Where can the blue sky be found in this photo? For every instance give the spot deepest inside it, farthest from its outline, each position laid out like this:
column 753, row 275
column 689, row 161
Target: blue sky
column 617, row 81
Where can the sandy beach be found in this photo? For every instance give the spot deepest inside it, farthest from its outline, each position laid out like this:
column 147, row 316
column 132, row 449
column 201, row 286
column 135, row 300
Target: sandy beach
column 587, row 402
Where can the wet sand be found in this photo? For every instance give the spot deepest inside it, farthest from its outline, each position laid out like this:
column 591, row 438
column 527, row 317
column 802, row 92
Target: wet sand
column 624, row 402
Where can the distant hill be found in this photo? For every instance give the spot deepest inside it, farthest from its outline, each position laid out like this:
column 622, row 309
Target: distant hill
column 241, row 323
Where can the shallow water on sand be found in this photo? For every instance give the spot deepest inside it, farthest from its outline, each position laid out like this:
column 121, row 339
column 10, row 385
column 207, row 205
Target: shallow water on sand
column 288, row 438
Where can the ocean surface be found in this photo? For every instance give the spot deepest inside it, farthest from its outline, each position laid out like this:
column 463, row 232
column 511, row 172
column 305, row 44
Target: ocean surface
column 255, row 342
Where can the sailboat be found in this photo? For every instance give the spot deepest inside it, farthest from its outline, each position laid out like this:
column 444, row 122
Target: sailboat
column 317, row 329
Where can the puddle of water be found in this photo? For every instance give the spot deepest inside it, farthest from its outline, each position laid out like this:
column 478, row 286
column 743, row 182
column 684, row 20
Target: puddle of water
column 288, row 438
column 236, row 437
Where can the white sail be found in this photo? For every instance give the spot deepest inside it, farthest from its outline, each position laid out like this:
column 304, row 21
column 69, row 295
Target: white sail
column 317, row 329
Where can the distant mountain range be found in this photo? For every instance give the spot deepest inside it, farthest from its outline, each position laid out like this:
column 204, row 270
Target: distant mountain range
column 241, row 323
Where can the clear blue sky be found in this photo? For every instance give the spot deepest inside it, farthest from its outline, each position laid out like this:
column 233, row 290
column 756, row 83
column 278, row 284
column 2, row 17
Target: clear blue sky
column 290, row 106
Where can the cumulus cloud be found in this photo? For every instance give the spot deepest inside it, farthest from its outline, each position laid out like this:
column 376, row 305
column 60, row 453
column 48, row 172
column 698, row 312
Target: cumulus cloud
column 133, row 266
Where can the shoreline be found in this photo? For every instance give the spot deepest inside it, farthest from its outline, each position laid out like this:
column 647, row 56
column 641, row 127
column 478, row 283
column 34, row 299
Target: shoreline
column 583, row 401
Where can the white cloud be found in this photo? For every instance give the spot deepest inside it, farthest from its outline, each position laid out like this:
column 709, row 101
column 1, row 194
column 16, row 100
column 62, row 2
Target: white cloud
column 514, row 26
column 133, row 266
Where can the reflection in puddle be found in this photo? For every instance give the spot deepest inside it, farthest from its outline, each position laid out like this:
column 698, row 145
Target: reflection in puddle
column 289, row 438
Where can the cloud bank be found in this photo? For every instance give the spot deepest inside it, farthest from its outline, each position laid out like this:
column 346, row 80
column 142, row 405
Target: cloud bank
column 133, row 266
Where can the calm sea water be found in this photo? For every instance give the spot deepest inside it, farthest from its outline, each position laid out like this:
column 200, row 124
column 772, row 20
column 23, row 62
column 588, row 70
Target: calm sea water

----

What to produce |
Find the line that contains "Where can the white cloud". Repeat it and every line after it, exactly as written, up to and including the last line of the records above.

Output for this task |
Where can the white cloud be found in this photo? For every instance give the spot deepest inside it, farthest from its outline, each position laid out like this:
column 709, row 101
column 1, row 194
column 16, row 100
column 62, row 2
Target: white cloud
column 514, row 26
column 133, row 266
Where can the reflection in puddle be found in this photo? For every instance give the spot deepest inside it, farthest from its outline, each position laid out like this:
column 698, row 145
Target: reflection in puddle
column 289, row 438
Where can the cloud bank be found in this photo? For every instance give the spot deepest inside it, farthest from its outline, each position laid out like this:
column 346, row 80
column 142, row 405
Target: cloud bank
column 133, row 266
Where can the calm sea water be found in this photo? For every instance give the spot deepest inside it, farthest from its outline, each position laid out like this:
column 200, row 124
column 772, row 20
column 23, row 62
column 588, row 70
Target: calm sea water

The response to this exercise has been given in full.